WHAT TO DO: The full listing, reproduced exactly, is what the response must contain.

------------------------------------------------------------------------

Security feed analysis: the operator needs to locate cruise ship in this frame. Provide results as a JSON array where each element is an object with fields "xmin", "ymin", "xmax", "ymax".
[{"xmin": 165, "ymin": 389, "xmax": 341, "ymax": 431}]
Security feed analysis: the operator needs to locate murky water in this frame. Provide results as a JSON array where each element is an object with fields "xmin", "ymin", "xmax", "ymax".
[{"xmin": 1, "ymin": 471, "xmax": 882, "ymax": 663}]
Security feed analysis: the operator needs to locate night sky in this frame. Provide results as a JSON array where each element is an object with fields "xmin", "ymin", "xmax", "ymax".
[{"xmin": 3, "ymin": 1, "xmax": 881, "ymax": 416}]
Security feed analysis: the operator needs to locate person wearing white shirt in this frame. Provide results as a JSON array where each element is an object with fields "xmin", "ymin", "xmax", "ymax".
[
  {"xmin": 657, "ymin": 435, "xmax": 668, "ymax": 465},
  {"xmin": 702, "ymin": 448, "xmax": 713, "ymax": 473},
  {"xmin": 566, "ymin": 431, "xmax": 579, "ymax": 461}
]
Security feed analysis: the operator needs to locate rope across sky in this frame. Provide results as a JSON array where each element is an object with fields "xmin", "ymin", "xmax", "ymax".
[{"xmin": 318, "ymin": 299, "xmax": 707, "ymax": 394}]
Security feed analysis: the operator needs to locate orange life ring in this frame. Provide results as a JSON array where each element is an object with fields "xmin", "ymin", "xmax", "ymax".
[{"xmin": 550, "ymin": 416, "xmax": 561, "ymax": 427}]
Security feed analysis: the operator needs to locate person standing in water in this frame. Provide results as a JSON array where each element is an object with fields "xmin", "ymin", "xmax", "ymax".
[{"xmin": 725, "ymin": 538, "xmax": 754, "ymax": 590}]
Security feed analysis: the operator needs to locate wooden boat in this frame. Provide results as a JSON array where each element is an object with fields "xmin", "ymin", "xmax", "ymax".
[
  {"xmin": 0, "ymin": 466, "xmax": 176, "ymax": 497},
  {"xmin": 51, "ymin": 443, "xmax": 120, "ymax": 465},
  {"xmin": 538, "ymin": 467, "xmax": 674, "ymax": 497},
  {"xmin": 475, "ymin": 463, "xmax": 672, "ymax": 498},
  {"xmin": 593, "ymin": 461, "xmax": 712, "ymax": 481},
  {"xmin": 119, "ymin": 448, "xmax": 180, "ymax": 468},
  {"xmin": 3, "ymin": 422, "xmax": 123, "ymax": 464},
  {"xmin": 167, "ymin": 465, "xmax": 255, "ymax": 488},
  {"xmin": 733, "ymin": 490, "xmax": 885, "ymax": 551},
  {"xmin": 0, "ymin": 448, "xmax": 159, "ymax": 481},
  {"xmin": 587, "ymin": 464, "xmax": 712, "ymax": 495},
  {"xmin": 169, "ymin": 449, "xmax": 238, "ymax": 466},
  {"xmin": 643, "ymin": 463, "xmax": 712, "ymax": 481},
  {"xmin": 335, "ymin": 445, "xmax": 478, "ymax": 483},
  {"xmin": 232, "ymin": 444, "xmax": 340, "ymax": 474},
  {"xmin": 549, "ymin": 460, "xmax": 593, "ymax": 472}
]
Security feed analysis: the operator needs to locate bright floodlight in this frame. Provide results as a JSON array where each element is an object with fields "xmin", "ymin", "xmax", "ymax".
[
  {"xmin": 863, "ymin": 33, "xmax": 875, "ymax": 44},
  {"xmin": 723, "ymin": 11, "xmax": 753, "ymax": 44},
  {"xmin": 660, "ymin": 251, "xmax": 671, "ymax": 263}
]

------------------------------------------------------------------------

SOLUTION:
Security feed analysis: the operator needs to locate cruise ship in this frame. Provide results as a JSON array where each element is an object with fields "xmin", "ymin", "xmax", "ymax".
[{"xmin": 165, "ymin": 389, "xmax": 341, "ymax": 431}]
Security feed analysis: the operator needs to locate murky water in this frame. Provide results as a JSON array where each element is an object with fields "xmin", "ymin", "xmax", "ymax".
[{"xmin": 1, "ymin": 471, "xmax": 882, "ymax": 663}]
Security feed analysis: the operator needs to locate night sky in this frame. Provide results as a JSON array where each element is an object with fields "xmin", "ymin", "xmax", "ymax".
[{"xmin": 3, "ymin": 1, "xmax": 881, "ymax": 416}]
Security feed analysis: the operator needs to locate person wearing white shirt in this frame. Provide results as a JSON array where each element is an object with fields "xmin", "ymin", "xmax", "ymax".
[
  {"xmin": 657, "ymin": 435, "xmax": 668, "ymax": 465},
  {"xmin": 702, "ymin": 448, "xmax": 713, "ymax": 473},
  {"xmin": 566, "ymin": 431, "xmax": 579, "ymax": 461}
]
Security feed analysis: the operator needs to locate rope across sky in this frame. Provide results as a JSON array where each element is an object with fields "xmin", "ymin", "xmax", "ymax".
[{"xmin": 318, "ymin": 299, "xmax": 707, "ymax": 394}]
Security feed analysis: the operator needs to locate orange life ring in this frame. Provide results as a JSON array where each element is an object with fields "xmin", "ymin", "xmax", "ymax".
[{"xmin": 550, "ymin": 416, "xmax": 561, "ymax": 427}]
Security feed analysis: the operator needs to locate person standing in water in this frame. Provide results as a JSON array where each element is an object with fields "xmin", "ymin", "xmax", "ymax".
[{"xmin": 725, "ymin": 538, "xmax": 754, "ymax": 590}]
Security feed analysis: the operator needs to locate wooden boat in this frame. Provide results as a JSON array where each element is an object with fields "xmin", "ymin", "xmax", "ymax".
[
  {"xmin": 0, "ymin": 466, "xmax": 176, "ymax": 497},
  {"xmin": 51, "ymin": 443, "xmax": 120, "ymax": 465},
  {"xmin": 538, "ymin": 467, "xmax": 674, "ymax": 497},
  {"xmin": 475, "ymin": 463, "xmax": 672, "ymax": 498},
  {"xmin": 593, "ymin": 461, "xmax": 712, "ymax": 481},
  {"xmin": 119, "ymin": 448, "xmax": 180, "ymax": 468},
  {"xmin": 3, "ymin": 422, "xmax": 123, "ymax": 464},
  {"xmin": 167, "ymin": 465, "xmax": 255, "ymax": 488},
  {"xmin": 733, "ymin": 490, "xmax": 885, "ymax": 551},
  {"xmin": 0, "ymin": 448, "xmax": 159, "ymax": 481},
  {"xmin": 587, "ymin": 464, "xmax": 712, "ymax": 495},
  {"xmin": 169, "ymin": 449, "xmax": 238, "ymax": 466},
  {"xmin": 643, "ymin": 463, "xmax": 712, "ymax": 481},
  {"xmin": 335, "ymin": 445, "xmax": 478, "ymax": 483},
  {"xmin": 232, "ymin": 444, "xmax": 340, "ymax": 474},
  {"xmin": 549, "ymin": 460, "xmax": 593, "ymax": 472}
]
Security feed analysis: the operator needs to locate bright floodlight in this frame. Provide results as a JSON array where each element is an object with fields "xmin", "ymin", "xmax", "ymax".
[
  {"xmin": 863, "ymin": 33, "xmax": 875, "ymax": 44},
  {"xmin": 723, "ymin": 11, "xmax": 753, "ymax": 44},
  {"xmin": 660, "ymin": 251, "xmax": 671, "ymax": 263}
]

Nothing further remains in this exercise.